# SELECTED PASSAGE:
There's nothing quite like grouping any criticism towards gaming websites or lack of research as being done solely by "shrieking men who are nothing more than animals" who indulge in recreational misogyny, hating queer people, and being racist.

She uses a lot of strong language in the piece, but I'm not seeing where she groups all men together or mentions that every single person who has anything to say about gamergate falls under the umbrella that she's talking about. She doesn't really specifically define what she means by 'they' in most of the digressions, but there's stuff like 'And everywhere, sexists, recreational misogynists and bigots are losing.' Then later 'the people perpetrating these attacks on women...' which isn't gendered, and is the lead in to the thing you paraphrased. She's not talking about 'men,' she's talking about 'people perpetrating the attacks.'

She's pretty general in this bit: 'The gamersphere then collectively wet its knickers over not being allowed to mercilessly slut-shame their chosen target without being called out, because freedom of speech.' which that rubs me the wrong way a little bit -- she's diminutizing people who identify as part of the gamersphere. If there's any bit in the article I'd want her to rethink, it'd be that.

# EXERCISES:
(1) For each statement about the gamergate passage, answer yes or no depending on whether it agrees with the text, and quote the words that decide it. (a) The writer says she groups all men together. (b) The writer would want her to rethink the bit about the gamersphere. (c) The writer says she clearly defines what she means by 'they'.
(2) Repeat word for word the part of the gamergate passage starting with "She's pretty general" and going on through "it'd be that.".
The lines after this point come from a different source.

# DATASET EXCERPTS:
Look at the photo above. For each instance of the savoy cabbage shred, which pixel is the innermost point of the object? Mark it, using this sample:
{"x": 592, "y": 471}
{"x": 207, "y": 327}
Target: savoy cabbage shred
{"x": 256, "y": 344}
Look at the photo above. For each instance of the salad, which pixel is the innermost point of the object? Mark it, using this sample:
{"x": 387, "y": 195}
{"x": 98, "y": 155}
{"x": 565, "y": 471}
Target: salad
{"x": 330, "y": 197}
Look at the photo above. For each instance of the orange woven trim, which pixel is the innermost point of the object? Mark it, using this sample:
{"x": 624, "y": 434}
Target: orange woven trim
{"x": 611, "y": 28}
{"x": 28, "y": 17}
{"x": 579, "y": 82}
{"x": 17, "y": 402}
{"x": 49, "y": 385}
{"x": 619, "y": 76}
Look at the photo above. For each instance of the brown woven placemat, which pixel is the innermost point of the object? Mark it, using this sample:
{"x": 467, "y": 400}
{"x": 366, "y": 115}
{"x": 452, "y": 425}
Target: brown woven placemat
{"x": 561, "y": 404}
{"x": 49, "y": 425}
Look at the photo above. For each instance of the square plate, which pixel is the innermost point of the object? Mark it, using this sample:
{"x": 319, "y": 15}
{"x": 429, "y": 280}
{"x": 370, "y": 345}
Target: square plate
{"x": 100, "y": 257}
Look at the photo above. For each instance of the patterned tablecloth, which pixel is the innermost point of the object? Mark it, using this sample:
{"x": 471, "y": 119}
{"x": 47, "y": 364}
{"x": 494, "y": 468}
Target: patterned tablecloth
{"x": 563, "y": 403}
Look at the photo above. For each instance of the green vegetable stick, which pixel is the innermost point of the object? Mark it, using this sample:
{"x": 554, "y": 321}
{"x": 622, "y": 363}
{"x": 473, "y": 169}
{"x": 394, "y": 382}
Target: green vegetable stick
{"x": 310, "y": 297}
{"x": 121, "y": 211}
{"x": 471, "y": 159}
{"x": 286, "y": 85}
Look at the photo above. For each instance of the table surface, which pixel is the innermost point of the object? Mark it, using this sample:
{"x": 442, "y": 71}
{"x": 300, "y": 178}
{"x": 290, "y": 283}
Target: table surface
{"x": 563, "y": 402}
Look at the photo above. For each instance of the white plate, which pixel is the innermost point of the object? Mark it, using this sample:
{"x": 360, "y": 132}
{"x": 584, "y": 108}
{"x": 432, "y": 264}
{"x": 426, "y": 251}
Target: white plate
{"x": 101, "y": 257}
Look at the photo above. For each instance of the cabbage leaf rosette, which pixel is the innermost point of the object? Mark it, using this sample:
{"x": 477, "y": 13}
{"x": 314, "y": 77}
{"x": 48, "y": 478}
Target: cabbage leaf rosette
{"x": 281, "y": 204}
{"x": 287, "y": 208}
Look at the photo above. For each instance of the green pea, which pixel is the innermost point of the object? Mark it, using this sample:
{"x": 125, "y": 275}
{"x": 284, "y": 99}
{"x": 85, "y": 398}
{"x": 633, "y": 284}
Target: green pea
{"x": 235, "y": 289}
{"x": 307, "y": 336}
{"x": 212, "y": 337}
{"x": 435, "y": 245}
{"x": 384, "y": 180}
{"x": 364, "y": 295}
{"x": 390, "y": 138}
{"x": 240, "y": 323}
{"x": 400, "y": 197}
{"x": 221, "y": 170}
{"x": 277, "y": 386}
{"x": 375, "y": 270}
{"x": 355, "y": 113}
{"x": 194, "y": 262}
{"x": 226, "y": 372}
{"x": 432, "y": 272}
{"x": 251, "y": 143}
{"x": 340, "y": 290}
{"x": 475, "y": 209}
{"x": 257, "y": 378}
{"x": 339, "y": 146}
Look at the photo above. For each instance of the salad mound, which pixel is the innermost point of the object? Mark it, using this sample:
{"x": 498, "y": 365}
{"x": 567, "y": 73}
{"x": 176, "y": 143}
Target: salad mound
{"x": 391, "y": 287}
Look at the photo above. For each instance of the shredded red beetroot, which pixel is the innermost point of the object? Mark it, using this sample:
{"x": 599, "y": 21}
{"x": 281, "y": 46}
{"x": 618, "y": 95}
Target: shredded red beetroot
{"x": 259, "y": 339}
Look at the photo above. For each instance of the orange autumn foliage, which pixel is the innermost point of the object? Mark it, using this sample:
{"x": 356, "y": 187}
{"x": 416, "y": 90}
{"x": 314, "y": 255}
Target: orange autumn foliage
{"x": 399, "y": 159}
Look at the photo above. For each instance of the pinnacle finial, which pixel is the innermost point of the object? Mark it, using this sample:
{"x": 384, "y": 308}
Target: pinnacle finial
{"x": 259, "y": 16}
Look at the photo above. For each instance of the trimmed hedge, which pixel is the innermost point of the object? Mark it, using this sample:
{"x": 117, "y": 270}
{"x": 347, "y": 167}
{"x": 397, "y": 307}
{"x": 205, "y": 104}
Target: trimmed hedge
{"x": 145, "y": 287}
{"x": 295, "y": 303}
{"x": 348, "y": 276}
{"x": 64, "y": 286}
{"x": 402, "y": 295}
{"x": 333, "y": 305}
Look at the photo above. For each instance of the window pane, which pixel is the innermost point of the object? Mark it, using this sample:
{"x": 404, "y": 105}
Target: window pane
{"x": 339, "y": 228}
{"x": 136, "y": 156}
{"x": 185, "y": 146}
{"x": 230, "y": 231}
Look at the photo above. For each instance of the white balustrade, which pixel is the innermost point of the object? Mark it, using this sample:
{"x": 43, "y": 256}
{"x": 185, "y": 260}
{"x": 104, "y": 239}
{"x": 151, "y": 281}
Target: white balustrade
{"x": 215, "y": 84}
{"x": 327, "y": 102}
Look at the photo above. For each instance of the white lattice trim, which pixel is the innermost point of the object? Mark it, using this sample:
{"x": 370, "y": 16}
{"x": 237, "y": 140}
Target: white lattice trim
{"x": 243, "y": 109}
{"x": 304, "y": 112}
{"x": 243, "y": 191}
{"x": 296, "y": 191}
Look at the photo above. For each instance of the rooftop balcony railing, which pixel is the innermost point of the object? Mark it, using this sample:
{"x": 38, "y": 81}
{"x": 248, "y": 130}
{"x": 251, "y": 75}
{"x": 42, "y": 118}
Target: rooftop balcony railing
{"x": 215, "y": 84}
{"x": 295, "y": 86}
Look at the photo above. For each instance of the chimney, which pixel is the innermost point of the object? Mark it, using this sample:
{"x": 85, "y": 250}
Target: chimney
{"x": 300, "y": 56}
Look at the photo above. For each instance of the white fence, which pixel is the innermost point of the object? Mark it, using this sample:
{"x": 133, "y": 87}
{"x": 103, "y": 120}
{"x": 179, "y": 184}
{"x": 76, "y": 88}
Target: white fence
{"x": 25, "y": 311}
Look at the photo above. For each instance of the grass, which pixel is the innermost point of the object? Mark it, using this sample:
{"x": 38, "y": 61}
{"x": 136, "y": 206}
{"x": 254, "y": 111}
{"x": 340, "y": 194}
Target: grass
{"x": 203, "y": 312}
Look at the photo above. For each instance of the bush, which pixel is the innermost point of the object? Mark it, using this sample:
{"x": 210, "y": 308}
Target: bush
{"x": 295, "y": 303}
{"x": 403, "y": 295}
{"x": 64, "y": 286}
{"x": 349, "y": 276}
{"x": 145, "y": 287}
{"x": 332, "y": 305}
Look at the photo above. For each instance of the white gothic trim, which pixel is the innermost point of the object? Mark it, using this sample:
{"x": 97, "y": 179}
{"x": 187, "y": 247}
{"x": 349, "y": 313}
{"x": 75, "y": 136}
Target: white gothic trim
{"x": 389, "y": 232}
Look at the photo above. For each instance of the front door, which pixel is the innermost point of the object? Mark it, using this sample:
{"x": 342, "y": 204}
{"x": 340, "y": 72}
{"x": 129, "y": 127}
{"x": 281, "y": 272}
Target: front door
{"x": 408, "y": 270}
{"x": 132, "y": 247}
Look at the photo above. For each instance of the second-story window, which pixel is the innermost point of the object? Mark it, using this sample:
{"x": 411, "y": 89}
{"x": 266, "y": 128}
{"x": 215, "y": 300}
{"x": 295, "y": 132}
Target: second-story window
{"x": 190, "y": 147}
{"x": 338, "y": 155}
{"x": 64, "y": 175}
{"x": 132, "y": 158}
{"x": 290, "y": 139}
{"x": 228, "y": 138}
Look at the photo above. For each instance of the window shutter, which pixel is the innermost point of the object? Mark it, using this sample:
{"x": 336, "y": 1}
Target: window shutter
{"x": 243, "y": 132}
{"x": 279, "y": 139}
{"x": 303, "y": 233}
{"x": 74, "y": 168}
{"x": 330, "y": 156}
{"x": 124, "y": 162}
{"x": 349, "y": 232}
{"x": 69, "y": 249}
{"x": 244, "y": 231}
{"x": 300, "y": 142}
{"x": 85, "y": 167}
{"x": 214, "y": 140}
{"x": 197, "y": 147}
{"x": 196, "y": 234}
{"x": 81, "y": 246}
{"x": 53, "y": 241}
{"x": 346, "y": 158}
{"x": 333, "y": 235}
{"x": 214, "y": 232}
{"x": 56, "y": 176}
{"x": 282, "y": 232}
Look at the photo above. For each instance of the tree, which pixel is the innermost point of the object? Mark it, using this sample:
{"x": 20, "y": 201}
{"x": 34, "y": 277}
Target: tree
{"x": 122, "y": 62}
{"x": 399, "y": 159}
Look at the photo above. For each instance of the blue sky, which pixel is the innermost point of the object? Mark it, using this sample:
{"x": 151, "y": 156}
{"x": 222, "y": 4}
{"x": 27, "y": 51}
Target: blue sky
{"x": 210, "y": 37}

# RESPONSE LIST:
(1)
(a) No: "I'm not seeing where she groups all men together"
(b) Yes: "If there's any bit in the article I'd want her to rethink, it'd be that."
(c) No: "She doesn't really specifically define what she means by 'they' in most of the digressions"

(2)
She's pretty general in this bit: 'The gamersphere then collectively wet its knickers over not being allowed to mercilessly slut-shame their chosen target without being called out, because freedom of speech.' which that rubs me the wrong way a little bit -- she's diminutizing people who identify as part of the gamersphere. If there's any bit in the article I'd want her to rethink, it'd be that.